(Dataset entries)
>>

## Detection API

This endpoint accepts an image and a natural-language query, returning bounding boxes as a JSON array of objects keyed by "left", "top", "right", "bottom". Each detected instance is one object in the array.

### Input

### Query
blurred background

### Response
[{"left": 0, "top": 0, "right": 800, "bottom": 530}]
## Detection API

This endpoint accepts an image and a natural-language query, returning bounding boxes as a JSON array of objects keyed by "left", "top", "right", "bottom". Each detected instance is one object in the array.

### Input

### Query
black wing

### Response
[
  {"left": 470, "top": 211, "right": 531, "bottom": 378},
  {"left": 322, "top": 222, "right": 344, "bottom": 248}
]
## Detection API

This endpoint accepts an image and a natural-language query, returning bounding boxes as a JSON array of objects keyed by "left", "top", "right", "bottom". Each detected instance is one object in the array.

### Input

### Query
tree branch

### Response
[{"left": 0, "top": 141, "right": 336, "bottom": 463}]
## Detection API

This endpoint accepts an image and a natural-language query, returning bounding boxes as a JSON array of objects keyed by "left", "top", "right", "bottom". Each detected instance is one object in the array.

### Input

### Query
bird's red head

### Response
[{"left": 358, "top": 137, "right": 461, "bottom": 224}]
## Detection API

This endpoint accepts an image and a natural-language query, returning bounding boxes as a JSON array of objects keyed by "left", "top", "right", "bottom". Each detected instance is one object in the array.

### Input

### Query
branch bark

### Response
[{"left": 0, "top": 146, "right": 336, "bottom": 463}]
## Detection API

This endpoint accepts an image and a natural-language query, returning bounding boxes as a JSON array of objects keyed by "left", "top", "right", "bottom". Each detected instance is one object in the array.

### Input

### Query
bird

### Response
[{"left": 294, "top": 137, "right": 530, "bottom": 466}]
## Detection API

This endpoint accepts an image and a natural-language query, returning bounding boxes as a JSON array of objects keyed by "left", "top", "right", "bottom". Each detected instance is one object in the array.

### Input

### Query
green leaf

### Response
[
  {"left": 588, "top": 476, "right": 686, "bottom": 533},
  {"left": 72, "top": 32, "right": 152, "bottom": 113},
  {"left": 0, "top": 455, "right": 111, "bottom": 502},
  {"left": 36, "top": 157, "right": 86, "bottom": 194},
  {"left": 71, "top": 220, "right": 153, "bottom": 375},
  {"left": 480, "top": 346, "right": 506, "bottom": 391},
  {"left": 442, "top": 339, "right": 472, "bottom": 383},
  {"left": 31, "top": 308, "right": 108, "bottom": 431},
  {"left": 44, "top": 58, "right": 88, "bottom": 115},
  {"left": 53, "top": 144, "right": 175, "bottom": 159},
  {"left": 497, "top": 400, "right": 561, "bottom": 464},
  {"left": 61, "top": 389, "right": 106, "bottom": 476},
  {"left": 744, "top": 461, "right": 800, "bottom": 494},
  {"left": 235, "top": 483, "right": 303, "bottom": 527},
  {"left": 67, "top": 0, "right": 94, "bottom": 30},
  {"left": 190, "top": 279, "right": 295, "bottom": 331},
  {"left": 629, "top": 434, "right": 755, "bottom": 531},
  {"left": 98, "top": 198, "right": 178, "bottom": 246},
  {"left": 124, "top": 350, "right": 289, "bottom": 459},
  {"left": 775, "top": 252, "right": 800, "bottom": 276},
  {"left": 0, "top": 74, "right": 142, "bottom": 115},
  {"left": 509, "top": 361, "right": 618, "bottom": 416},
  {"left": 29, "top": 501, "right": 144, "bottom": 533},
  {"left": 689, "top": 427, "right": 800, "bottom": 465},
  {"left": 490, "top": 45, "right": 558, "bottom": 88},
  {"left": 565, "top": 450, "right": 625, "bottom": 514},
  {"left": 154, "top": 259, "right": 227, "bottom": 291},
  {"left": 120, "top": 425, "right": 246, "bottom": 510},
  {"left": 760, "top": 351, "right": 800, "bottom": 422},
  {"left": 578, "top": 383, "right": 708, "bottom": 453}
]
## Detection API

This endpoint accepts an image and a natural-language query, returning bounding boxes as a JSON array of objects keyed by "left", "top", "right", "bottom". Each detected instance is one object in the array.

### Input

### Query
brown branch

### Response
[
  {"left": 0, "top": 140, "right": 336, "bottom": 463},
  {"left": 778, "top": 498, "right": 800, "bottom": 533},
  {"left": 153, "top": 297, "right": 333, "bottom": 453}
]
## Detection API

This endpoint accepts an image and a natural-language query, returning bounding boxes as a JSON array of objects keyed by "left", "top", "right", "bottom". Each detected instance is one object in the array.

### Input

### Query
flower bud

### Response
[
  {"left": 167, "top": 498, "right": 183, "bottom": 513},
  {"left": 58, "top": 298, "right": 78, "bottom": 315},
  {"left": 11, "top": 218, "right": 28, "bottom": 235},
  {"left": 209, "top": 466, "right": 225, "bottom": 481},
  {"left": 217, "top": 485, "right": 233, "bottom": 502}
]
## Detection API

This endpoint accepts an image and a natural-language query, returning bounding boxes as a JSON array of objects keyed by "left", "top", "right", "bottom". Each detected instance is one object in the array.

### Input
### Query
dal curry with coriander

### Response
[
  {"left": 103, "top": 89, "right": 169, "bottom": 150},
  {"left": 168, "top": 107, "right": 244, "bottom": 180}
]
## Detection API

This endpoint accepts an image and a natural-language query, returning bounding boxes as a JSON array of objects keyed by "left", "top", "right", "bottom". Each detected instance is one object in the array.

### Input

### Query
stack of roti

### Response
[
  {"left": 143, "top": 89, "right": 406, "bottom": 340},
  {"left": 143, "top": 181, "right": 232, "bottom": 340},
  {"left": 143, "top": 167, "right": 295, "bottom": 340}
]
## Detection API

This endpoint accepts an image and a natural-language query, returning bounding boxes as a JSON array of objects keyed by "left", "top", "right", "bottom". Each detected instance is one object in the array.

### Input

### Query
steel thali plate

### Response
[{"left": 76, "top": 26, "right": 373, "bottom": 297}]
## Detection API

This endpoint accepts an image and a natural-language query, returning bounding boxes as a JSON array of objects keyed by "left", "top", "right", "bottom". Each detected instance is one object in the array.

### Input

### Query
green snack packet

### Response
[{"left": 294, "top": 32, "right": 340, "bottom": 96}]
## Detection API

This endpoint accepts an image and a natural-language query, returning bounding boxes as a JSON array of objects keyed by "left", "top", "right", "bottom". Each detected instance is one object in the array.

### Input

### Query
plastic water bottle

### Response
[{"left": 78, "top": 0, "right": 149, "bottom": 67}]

<<

:: GOAL ::
Count the lines of the dataset entries above that contain the string "branch". Give only the number.

:: FULL ANSWER ::
3